» Short exercise:
Copy out everything from the line containing "Annotation task — pin every instance of the boy's arm" down to the last of the items, both ends included, keeping all wording as is but multiplying each coordinate in the answers by 0.9 and rounding to whole numbers, with halves rounded up. Give only those lines.

» Listing:
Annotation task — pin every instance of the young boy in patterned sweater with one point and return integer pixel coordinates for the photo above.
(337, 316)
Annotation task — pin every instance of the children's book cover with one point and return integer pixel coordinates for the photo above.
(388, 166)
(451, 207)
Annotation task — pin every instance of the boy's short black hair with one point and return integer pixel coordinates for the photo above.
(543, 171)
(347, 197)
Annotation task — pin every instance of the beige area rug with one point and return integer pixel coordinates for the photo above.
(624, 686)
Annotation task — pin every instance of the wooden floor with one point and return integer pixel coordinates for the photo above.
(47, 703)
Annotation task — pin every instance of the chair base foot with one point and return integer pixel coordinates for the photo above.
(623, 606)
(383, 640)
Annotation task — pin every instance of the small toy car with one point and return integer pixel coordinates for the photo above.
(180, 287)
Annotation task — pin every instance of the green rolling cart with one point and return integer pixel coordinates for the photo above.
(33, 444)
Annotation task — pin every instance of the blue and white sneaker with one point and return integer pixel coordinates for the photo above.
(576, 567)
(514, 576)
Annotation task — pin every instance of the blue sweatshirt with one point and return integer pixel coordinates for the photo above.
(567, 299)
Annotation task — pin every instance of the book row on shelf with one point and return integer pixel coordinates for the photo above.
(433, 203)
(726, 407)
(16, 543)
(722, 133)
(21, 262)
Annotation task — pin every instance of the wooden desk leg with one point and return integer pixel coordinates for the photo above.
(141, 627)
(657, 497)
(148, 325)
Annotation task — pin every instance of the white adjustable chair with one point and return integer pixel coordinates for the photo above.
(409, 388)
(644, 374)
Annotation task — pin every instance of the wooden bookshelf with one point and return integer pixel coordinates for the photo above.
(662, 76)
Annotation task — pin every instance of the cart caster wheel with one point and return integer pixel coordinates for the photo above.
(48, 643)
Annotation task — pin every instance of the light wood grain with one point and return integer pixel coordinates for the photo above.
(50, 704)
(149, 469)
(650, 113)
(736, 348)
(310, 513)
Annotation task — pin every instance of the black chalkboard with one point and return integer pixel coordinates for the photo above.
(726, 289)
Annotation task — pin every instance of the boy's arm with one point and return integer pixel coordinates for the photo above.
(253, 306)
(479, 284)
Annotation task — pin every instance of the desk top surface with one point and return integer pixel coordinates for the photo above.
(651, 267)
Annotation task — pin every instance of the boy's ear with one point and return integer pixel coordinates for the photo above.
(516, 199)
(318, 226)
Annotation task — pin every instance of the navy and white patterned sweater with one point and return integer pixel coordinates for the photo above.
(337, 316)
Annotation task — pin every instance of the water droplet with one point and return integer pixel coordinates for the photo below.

» Solution for this problem:
Annotation task — pin every instance of the boy's arm with one point and return integer pixel coordinates for the photo above.
(228, 275)
(431, 256)
Annotation task — pin every instance of the desk top surface with one point and return integer pixel coordinates for the photo above.
(586, 240)
Annotation task — pin every instance of the boy's ear with one point and return integer pixel coordinates for the photo above.
(464, 179)
(286, 203)
Annotation task — pin every instance of the navy and white patterned sweater with one point and return integer pixel coordinates for the photo above.
(303, 284)
Annotation task — pin every instance of the water droplet with one point and return integer pixel coordinates for the photo below.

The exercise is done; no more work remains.